Ewa Pióro Ewa Pióro
1355
BLOG

Czy ateiści mogą być ludźmi uczciwymi?

Ewa Pióro Ewa Pióro Polityka Obserwuj notkę 1

 

Jak wyglądałoby ateistyczne społeczeństwo? Czy ateiści są dobrymi pracownikami? Co z ich inteligencją duchową? Z moich obserwacji wynika, że owszem ateiści mogą być ludźmi uczciwymi, jeżeli będzie spełnionych szereg warunków. Realnie – nierealne do spełnienia. No bo, po co ateista miałby być uczciwym człowiekiem?

  1. Dla ateisty on sam – jego Ego jest punktem odniesienia wszystkich rzeczy. Jeżeli więc uczciwość leży w materialistycznym interesie ateisty i ateista będzie czerpał profity ze swojej uczciwości – wtedy z pewnością będzie uczciwym człowiekiem. W przeciwnym razie po co, gdy ateista ma tylko jedno życie.
  2. Ateista będzie uczciwy, gdy większość będzie uczciwa. Co jednak w sytuacji, gdy bycie uczciwym człowiekiem wymaga nonkonformizmu, gdy wiąże się z szyderstwem, wyśmianiem, brakiem akceptacji? Skąd niby ateista miałby czerpać motywację do uczciwości, jeżeli uczciwość wiązałaby się z sankcjami typu brak pieniędzy, utrata pracy, utrata znajomych itp. No skąd?
  3. Ateiści mogą się wizualnie na pokaz dostosować do norm uczciwości, ale w sytuacji, gdy nikt nie widzi i gdy mała kradzież, zawiść wobec drugiego człowieka, pamiętliwość i samodzielne wymierzanie kary nie będzie miało przykrych konsekwencji – wtedy ateista zrobi to i będzie wręcz czerpał satysfakcję z własnego sprytu. Uczciwość zaś będzie realizował na pokaz.

Zadanie:
Odpowiedz na podstawie wpisu o uczciwości ateistów:
(a) Co według punktu 1 jest dla ateisty punktem odniesienia wszystkich rzeczy?
(b) Jakie sankcje za uczciwość wymienia punkt 2?
(c) Jak według punktu 3 ateista będzie realizował uczciwość?

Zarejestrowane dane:

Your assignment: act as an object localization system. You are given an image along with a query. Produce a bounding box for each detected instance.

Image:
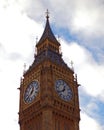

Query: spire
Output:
[37,9,60,45]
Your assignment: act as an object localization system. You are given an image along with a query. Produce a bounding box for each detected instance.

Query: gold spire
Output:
[46,9,49,19]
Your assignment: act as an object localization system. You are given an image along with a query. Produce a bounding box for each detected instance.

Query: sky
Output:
[0,0,104,130]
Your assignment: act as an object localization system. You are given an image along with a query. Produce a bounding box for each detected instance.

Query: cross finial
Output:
[46,9,49,19]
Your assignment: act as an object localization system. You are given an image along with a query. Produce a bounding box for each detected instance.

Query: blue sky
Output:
[0,0,104,130]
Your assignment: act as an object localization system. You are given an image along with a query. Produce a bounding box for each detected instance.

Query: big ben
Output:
[19,12,80,130]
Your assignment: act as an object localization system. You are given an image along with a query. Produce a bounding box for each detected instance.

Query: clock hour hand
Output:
[58,86,65,93]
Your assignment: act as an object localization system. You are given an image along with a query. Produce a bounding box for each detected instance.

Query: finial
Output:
[46,9,49,19]
[36,36,38,44]
[70,60,74,70]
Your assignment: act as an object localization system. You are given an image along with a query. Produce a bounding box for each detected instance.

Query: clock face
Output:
[55,79,72,101]
[24,81,39,103]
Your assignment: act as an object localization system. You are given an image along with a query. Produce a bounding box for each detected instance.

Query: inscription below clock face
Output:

Pełne rozwiązanie:
(a) On sam, czyli jego Ego.
(b) Brak pieniędzy, utratę pracy i utratę znajomych.
(c) Na pokaz.